WHAT THE TASK ASKS ▸ Reproduce the data in its entirety, exactly as written.

(TASK INPUTS Opens)

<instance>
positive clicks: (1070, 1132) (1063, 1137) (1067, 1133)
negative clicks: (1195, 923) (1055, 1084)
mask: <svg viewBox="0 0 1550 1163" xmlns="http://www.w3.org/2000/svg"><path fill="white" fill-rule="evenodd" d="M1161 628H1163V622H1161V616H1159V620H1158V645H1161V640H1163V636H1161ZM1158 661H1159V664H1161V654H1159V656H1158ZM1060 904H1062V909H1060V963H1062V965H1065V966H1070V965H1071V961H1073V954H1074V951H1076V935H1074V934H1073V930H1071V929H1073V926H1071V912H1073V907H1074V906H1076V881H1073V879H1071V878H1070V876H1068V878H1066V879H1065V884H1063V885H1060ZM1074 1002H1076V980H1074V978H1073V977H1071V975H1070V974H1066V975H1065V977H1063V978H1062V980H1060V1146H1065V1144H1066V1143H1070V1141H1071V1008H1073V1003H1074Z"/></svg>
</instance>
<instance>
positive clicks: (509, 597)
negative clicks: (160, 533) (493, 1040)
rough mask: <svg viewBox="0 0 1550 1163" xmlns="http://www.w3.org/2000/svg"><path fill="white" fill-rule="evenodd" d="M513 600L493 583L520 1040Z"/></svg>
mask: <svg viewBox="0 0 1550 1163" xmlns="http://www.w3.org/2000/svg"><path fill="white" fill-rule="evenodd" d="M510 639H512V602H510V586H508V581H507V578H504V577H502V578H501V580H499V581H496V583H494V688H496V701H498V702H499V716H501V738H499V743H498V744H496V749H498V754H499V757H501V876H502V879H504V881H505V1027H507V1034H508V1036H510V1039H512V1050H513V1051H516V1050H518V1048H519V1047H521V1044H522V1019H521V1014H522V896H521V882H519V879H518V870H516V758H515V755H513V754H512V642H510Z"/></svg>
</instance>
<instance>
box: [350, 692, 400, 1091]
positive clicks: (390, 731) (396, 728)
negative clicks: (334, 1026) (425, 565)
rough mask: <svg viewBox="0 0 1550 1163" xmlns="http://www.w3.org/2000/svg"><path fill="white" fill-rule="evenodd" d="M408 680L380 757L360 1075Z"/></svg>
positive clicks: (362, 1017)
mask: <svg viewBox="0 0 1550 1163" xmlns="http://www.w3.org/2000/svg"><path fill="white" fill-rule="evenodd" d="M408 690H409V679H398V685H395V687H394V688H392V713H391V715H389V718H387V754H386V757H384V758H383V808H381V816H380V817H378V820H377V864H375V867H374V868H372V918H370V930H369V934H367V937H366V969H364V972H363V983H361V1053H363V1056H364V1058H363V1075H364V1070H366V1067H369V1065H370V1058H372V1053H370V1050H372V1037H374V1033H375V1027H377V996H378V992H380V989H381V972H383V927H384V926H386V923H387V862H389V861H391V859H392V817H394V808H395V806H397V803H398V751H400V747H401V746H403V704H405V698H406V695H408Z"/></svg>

(TASK INPUTS Closes)

EXPECTED ANSWER ▸
<instance>
positive clicks: (1070, 1132) (1063, 1137) (1067, 1133)
negative clicks: (1195, 923) (1055, 1084)
mask: <svg viewBox="0 0 1550 1163" xmlns="http://www.w3.org/2000/svg"><path fill="white" fill-rule="evenodd" d="M1161 628H1163V622H1161V616H1159V620H1158V645H1161V640H1163V636H1161ZM1158 661H1159V664H1161V654H1159V656H1158ZM1060 904H1062V909H1060V963H1062V965H1065V966H1070V965H1071V961H1073V954H1074V951H1076V935H1074V934H1073V930H1071V929H1073V926H1071V912H1073V907H1074V906H1076V881H1073V879H1071V878H1070V876H1068V878H1066V879H1065V884H1063V885H1060ZM1074 1002H1076V980H1074V978H1073V977H1071V975H1070V974H1066V975H1065V977H1063V978H1062V980H1060V1146H1065V1144H1066V1143H1070V1141H1071V1008H1073V1003H1074Z"/></svg>
</instance>
<instance>
positive clicks: (509, 597)
negative clicks: (160, 533) (493, 1040)
rough mask: <svg viewBox="0 0 1550 1163" xmlns="http://www.w3.org/2000/svg"><path fill="white" fill-rule="evenodd" d="M513 600L493 583L520 1040Z"/></svg>
mask: <svg viewBox="0 0 1550 1163" xmlns="http://www.w3.org/2000/svg"><path fill="white" fill-rule="evenodd" d="M510 639H512V602H510V586H508V581H507V578H504V577H502V578H501V580H499V581H496V583H494V688H496V701H498V702H499V716H501V738H499V743H498V744H496V749H498V754H499V757H501V876H502V879H504V881H505V1027H507V1034H508V1036H510V1039H512V1050H513V1051H516V1050H518V1048H519V1047H521V1044H522V1019H521V1014H522V896H521V882H519V879H518V870H516V758H515V755H513V754H512V642H510Z"/></svg>
</instance>
<instance>
box: [350, 692, 400, 1091]
positive clicks: (390, 731) (396, 728)
negative clicks: (334, 1026) (425, 565)
rough mask: <svg viewBox="0 0 1550 1163" xmlns="http://www.w3.org/2000/svg"><path fill="white" fill-rule="evenodd" d="M408 680L380 757L360 1075Z"/></svg>
positive clicks: (362, 1017)
mask: <svg viewBox="0 0 1550 1163" xmlns="http://www.w3.org/2000/svg"><path fill="white" fill-rule="evenodd" d="M408 690H409V679H398V685H395V687H394V688H392V713H391V715H389V718H387V754H386V757H384V758H383V808H381V816H380V817H378V820H377V864H375V867H374V868H372V918H370V930H369V934H367V937H366V969H364V972H363V983H361V1053H363V1056H364V1058H363V1075H364V1070H366V1067H369V1065H370V1058H372V1053H370V1050H372V1037H374V1033H375V1027H377V996H378V992H380V989H381V972H383V927H384V926H386V923H387V862H389V861H391V859H392V817H394V808H395V806H397V803H398V751H400V747H401V746H403V704H405V698H406V695H408Z"/></svg>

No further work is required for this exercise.